◆ **TO DO**:
Format every one of the records below as a numbered list, skipping blank lines and excluding the pictures.

◆ **RECORD EXTRACTS**:
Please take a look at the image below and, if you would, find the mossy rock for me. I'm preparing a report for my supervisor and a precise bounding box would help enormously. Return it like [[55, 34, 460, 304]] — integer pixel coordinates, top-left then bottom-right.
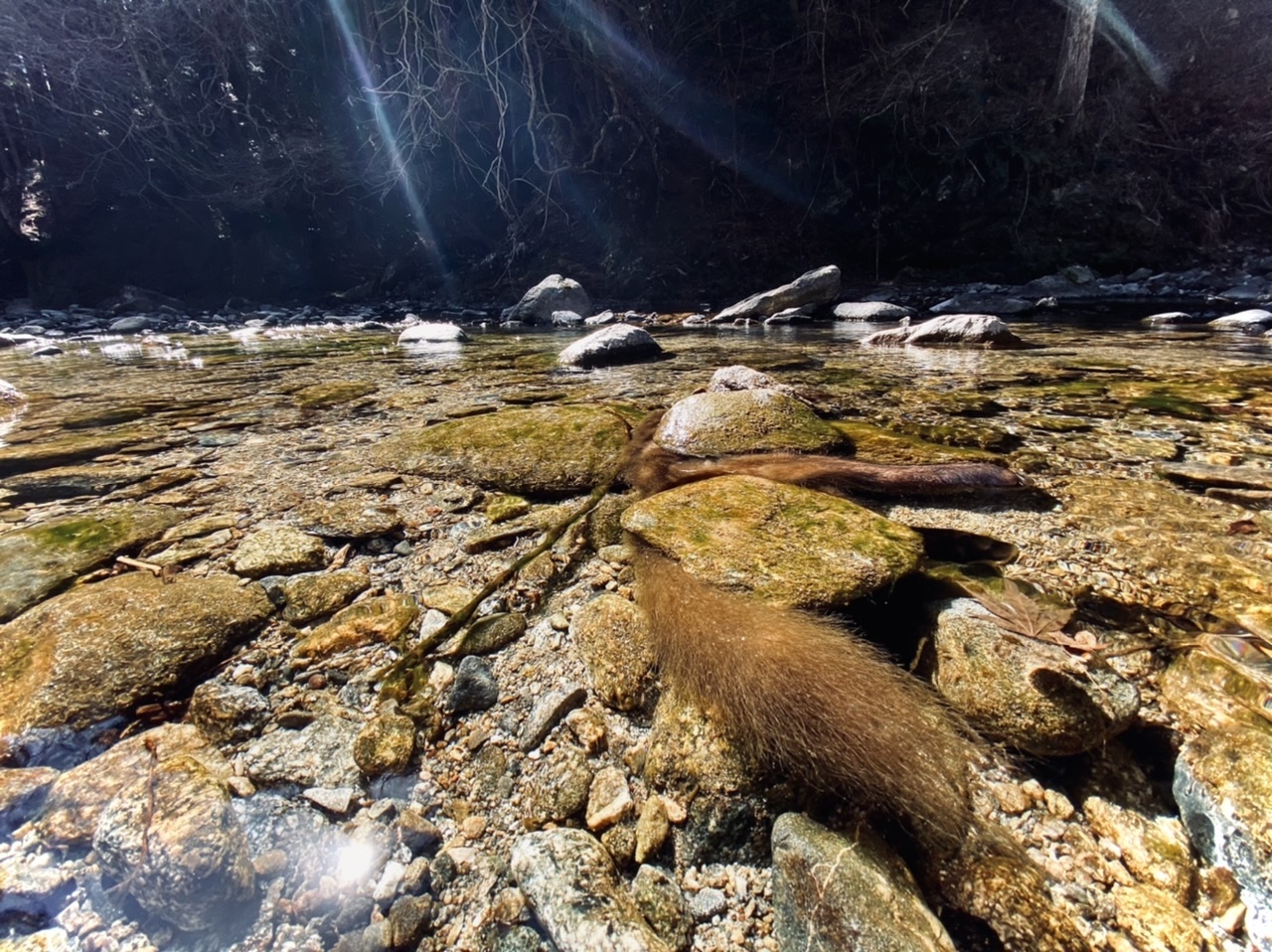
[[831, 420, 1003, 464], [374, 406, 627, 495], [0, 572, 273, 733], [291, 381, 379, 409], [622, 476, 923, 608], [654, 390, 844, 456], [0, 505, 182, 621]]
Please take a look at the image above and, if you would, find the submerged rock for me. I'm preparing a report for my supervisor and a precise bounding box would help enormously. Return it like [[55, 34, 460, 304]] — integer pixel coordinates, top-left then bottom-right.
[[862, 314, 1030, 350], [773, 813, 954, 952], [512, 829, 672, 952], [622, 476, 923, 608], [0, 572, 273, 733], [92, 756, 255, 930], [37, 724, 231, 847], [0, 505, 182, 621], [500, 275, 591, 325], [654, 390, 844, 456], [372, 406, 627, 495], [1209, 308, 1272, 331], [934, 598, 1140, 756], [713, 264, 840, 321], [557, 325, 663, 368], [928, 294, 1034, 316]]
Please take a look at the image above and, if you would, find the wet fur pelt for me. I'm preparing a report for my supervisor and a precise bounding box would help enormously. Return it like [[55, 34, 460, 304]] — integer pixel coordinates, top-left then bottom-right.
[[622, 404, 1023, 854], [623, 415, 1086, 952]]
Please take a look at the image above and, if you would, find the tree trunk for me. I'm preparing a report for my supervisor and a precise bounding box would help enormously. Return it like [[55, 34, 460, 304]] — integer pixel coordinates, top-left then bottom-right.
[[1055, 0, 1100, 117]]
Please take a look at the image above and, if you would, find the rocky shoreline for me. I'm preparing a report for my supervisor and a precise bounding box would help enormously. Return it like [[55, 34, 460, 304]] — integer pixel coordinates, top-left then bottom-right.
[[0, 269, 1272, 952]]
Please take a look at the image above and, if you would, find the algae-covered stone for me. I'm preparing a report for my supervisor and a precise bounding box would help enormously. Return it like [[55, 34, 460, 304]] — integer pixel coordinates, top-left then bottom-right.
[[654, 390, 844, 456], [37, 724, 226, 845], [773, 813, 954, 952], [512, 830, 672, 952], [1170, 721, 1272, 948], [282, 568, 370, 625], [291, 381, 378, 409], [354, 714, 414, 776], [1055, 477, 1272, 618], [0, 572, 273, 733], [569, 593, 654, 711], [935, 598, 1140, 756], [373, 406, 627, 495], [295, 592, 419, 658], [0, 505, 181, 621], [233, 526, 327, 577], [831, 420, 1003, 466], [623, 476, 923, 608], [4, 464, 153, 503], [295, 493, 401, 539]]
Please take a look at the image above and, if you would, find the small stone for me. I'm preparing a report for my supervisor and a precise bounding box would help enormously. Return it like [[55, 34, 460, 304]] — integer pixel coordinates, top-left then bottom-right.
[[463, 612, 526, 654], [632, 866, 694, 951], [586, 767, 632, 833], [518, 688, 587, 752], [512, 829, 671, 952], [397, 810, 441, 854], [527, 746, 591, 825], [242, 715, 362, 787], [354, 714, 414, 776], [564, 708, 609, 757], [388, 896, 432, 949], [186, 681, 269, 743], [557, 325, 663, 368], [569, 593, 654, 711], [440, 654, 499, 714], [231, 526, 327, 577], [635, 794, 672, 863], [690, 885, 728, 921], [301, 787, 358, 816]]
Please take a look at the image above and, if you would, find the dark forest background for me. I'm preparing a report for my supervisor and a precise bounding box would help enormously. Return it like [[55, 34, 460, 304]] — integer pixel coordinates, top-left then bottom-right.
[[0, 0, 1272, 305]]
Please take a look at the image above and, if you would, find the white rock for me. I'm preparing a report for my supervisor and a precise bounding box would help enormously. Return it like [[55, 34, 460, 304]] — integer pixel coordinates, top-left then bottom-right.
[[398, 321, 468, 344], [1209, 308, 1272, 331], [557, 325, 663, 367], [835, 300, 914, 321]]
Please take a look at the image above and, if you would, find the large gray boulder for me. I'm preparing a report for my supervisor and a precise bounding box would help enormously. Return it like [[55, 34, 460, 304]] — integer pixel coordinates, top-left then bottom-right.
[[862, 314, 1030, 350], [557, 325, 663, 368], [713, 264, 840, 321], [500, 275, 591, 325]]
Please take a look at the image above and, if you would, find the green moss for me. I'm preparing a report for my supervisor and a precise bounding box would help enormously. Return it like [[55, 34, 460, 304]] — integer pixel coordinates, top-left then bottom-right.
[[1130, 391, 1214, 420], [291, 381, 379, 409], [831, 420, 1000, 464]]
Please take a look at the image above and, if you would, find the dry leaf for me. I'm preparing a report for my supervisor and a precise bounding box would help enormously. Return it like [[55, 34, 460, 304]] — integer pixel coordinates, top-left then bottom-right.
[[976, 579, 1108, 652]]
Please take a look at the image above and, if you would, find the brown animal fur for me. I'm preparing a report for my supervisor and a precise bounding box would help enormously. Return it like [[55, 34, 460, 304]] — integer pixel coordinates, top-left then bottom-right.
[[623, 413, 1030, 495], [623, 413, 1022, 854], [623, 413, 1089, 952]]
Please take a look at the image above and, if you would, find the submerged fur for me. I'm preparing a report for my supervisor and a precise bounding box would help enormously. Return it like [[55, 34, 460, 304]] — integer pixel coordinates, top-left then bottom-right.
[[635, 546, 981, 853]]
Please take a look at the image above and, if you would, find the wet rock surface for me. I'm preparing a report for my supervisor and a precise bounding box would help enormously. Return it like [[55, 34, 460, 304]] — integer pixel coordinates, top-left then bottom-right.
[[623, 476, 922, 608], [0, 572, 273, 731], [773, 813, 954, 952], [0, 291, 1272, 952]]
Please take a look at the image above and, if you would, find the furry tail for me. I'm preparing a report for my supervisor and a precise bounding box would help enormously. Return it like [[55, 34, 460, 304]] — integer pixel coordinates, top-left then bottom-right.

◆ **ANSWER TO THIS PROBLEM**:
1. Please take a look at the image below and, if you would, find the mossy rock for me. I'm preparing a report for my supervisor and a precise bounding box would help enormously. Return it like [[55, 34, 460, 304]] — integer pixel coordinates, top-left then bottom-right.
2. [[831, 420, 1003, 464], [374, 406, 627, 495], [0, 572, 273, 733], [291, 381, 379, 409], [622, 476, 923, 608], [654, 390, 844, 456], [0, 505, 182, 621]]
3. Please take a look at the image above and, if you would, find the submerged rock for me. I'm preparing a report for my supervisor and a precise bounding box would help enormously. Return it like [[55, 34, 460, 304]] — integer pixel coordinates, top-left then bottom-right.
4. [[862, 314, 1030, 350], [773, 813, 954, 952], [512, 829, 672, 952], [622, 476, 923, 608], [0, 572, 273, 733], [92, 756, 255, 930], [37, 724, 231, 847], [0, 505, 182, 621], [500, 275, 591, 325], [654, 390, 844, 456], [372, 406, 627, 495], [1209, 308, 1272, 331], [934, 598, 1140, 756], [713, 264, 840, 321], [557, 325, 663, 368], [928, 294, 1034, 316]]
5. Please take a look at the image above and, if you would, find the wet fur pelt for me. I'm preparing a report for my supervisor and a precise bounding box would help enormously. Return it like [[55, 34, 460, 304]] — integer pixel coordinates, top-left then bottom-right.
6. [[622, 404, 1023, 854], [623, 415, 1086, 952]]
7. Please take a look at the image above and, if you would, find the tree trunk for me. I'm preparing a report for my supervisor and a precise bounding box would help enormously. Return it like [[55, 34, 460, 304]] — integer pixel coordinates, top-left then bottom-right.
8. [[1055, 0, 1100, 117]]
9. Please take a look at the image above and, if you would, find the rocky shoreline for me. I'm preparing a report for my supervisor and a precise bounding box would help enormously. Return it like [[55, 34, 460, 304]] — integer pixel coordinates, top-left then bottom-right.
10. [[0, 269, 1272, 952]]
11. Please take a look at the image above and, if you would, find the algae-covered stone for me. I'm preparing a report for my supervisor and a precise bounding box would help enormously. Return it like [[55, 34, 460, 304]] — integer pixel coordinates, top-left then bottom-right.
12. [[654, 390, 844, 456], [37, 724, 226, 845], [773, 813, 954, 952], [512, 830, 672, 952], [1170, 721, 1272, 948], [282, 568, 370, 625], [291, 381, 378, 409], [354, 714, 414, 776], [1055, 477, 1272, 618], [0, 572, 273, 733], [569, 593, 654, 711], [935, 598, 1140, 756], [373, 406, 627, 495], [295, 592, 419, 658], [0, 505, 181, 621], [233, 526, 327, 577], [831, 420, 1003, 466], [623, 476, 923, 608], [4, 464, 153, 503], [295, 493, 401, 539]]
13. Please take a look at the image above and, if you would, find the small stone for me. I'm preparing a report for my supervisor and a precise bounding box would help enormously. Return it like [[55, 34, 460, 304]] — integer pixel coordinates, top-left then bottom-right.
14. [[463, 612, 526, 654], [632, 866, 694, 951], [586, 767, 632, 833], [518, 688, 587, 752], [512, 829, 671, 952], [397, 810, 441, 854], [527, 746, 591, 825], [242, 715, 362, 787], [354, 714, 414, 776], [564, 708, 609, 757], [388, 896, 432, 949], [186, 681, 269, 743], [557, 325, 663, 368], [569, 593, 654, 711], [440, 654, 499, 714], [231, 526, 327, 577], [635, 794, 672, 863], [690, 885, 728, 921], [301, 787, 358, 816]]
15. Please take a look at the image above and, if you would, find the dark forest background for me. I'm preparing a report for my supervisor and a precise bounding box would help enormously. Return it like [[55, 34, 460, 304]] — integer pixel coordinates, top-left then bottom-right.
16. [[0, 0, 1272, 305]]
17. Please take a look at the image above and, if you would, find the white rock for me. I'm preparing a report for my supervisor and a precise bounding box would help enormously. Return it like [[55, 34, 460, 304]] — integer pixel coordinates, top-left then bottom-right.
18. [[398, 321, 468, 344], [1209, 308, 1272, 331], [557, 325, 663, 367], [835, 300, 914, 321]]
19. Please take a look at the image above and, if you would, find the large gray boulder for me. I'm preparing a report for my supervisor and a precise bounding box would help enormously. Return it like [[55, 34, 460, 304]] — integer pixel coordinates, top-left then bottom-right.
20. [[862, 314, 1030, 350], [557, 325, 663, 368], [713, 264, 840, 321], [500, 275, 591, 325]]
21. Please take a look at the image above and, if you would, find the green moss for me. I'm preparing a report for my supervisor and a precise bounding box would help enormously. Return it like [[55, 34, 460, 304]] — integer pixel coordinates, top-left then bottom-right.
22. [[1130, 391, 1214, 420], [291, 381, 379, 409], [831, 420, 1000, 464]]
23. Please take a look at the image above and, if you would, find the dry leaf for me. I'm preparing a report for my supervisor and a precise bounding box would help enormously. Return it like [[55, 34, 460, 304]] — integer pixel coordinates, top-left then bottom-right.
24. [[976, 579, 1108, 652]]
25. Please take a look at the image above and, if you would, find the brown animal fur for me. I'm preparing a report for my supervisor and a precise bounding box would help enormously. Return it like [[55, 34, 460, 304]] — integer pixel coordinates, top-left then bottom-right.
26. [[623, 413, 1030, 495], [623, 413, 1022, 854], [623, 413, 1089, 952]]
27. Please take a look at the image above and, if you would, find the submerged fur for me. I'm preparing a report for my supervisor and a precise bounding box would help enormously. Return it like [[55, 34, 460, 304]] — integer pixel coordinates, top-left then bottom-right.
28. [[635, 546, 981, 853]]
29. Please take a look at the image above and, if you would, find the wet rock surface for me. I'm preparing a report for my supervisor and a precise bounding box would help enormously. Return it like [[55, 34, 460, 304]] — integer pixel coordinates, top-left then bottom-right.
30. [[623, 476, 922, 608], [0, 572, 273, 731], [773, 813, 954, 952], [0, 291, 1272, 952]]
31. Please take a look at the image above and, if you would, find the furry tail for me. I'm preparing a report for my supervisor and a precise bounding box would help enormously. Return it like [[55, 34, 460, 304]] — integer pixel coordinates, top-left then bottom-right.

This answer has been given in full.